> **EXERCISE REQUIREMENTS**: Can you write out all the lines below word for word, leaving out the picture?
--- --- ---
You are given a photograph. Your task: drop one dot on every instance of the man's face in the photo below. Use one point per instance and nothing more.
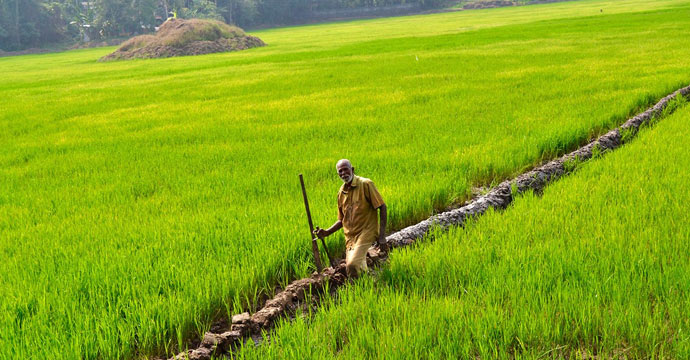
(345, 173)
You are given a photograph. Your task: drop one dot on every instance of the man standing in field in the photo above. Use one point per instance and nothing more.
(358, 200)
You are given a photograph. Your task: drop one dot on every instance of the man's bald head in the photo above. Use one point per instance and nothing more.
(345, 170)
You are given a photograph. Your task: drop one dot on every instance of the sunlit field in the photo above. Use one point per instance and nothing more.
(141, 200)
(598, 266)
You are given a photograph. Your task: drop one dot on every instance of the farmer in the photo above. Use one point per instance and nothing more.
(358, 201)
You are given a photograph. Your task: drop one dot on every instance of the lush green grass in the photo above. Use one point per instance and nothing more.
(597, 266)
(139, 199)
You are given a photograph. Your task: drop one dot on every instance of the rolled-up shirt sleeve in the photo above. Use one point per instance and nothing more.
(373, 195)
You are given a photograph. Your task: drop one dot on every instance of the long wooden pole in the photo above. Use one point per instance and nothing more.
(314, 244)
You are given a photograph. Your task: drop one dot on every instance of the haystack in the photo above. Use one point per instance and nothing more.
(177, 37)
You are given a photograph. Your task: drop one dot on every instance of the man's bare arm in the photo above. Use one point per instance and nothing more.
(322, 233)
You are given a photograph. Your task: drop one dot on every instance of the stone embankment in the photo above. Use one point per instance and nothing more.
(305, 292)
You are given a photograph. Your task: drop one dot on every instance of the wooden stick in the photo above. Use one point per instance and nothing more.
(314, 244)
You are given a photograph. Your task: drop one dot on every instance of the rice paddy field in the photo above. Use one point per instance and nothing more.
(141, 200)
(596, 267)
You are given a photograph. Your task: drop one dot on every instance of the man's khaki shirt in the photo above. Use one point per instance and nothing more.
(357, 210)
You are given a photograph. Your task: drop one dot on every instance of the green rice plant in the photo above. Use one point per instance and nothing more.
(142, 199)
(597, 266)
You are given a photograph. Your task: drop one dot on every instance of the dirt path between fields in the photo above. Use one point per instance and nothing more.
(303, 293)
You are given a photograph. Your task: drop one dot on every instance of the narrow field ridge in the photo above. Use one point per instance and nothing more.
(302, 293)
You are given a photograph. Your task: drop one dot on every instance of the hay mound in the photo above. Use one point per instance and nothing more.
(177, 37)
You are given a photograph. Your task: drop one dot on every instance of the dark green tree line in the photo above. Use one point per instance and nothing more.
(33, 23)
--- --- ---
> **EXERCISE RESPONSE**:
You are given a photograph. Your task: drop one dot on every instance of the man's face in the photo below. Use one point per instance and nothing more.
(345, 173)
You are given a photograph. Your task: drop one dot on every instance of the man standing in field in the photo above. Use one point per instance and nothing more.
(358, 200)
You are given a photograph. Your task: drop one dot on every instance of the man's bald head in the photo above. Use one point per instance and nothing more.
(345, 170)
You are given a photograph. Your task: drop one dot on every instance of the sunlit field in the photo above. Use one point per instance and nothing more.
(141, 200)
(598, 266)
You are given a photograph. Your task: drop one dot on every instance of the farmer in the photo above. Use one point per instance and nothing more.
(358, 201)
You are given a photograph. Your task: drop one dot on every instance of the lush green grass in the photo above. Use one point per instance and nothing more.
(597, 266)
(139, 199)
You are given a photograph. Your task: drop one dot on every instance of the rolled-up shirt sleeve in the photo above. Use one point per instance and nothing more.
(373, 195)
You are given a photograph. Your task: drop one dot on every instance of the long wooden pole in the photo above. Use one point per instance and nothing more.
(314, 244)
You are given a photograph. Your task: drop one dot on every instance of the haystack in the photo above. Use one point per instance and nothing more.
(177, 37)
You are given a photograph. Your task: drop one dot on every instance of the man's bare arm in the photo above. Use one point per instance and nothing more.
(322, 233)
You are given a photograph. Your task: drop one dot on every instance of the stone embankment in the photo above. Use one point per instance and nothing more.
(305, 292)
You are given a photograph. Your task: drop one dot on every instance of the wooden stick in the photo above. Use one point per instance and nothing more.
(314, 244)
You are given a photograph. Your task: drop one dot on every instance of the rice paddy field in the photo above. Use one point per instance and nothing more.
(141, 200)
(596, 267)
You are given a photograph. Your task: drop one dot on every instance of the man's khaki shirt in the photo above. Use one point per instance and nothing more.
(357, 210)
You are given a photograph. Your task: drop one dot on every instance of the green rice plant in the photo above. Use one point per instance and nothing more.
(142, 199)
(597, 266)
You are given a photograph. Your task: drop one dot on every instance of the dirt path between fields in the photo above. Use one point per instance and nothing more.
(303, 293)
You are given a photograph. Your task: drop one dot on every instance of the narrow field ridge in the photo above. Use one point per instance and nothing more.
(302, 293)
You are given a photograph. Your task: drop one dot on every instance of the hay mound in the photo above. Use one point per instance and nothing more.
(177, 37)
You are given a photograph. Your task: drop one dot on every instance of the dark green tree line in the photo above. Use one point per instance and nothing more.
(33, 23)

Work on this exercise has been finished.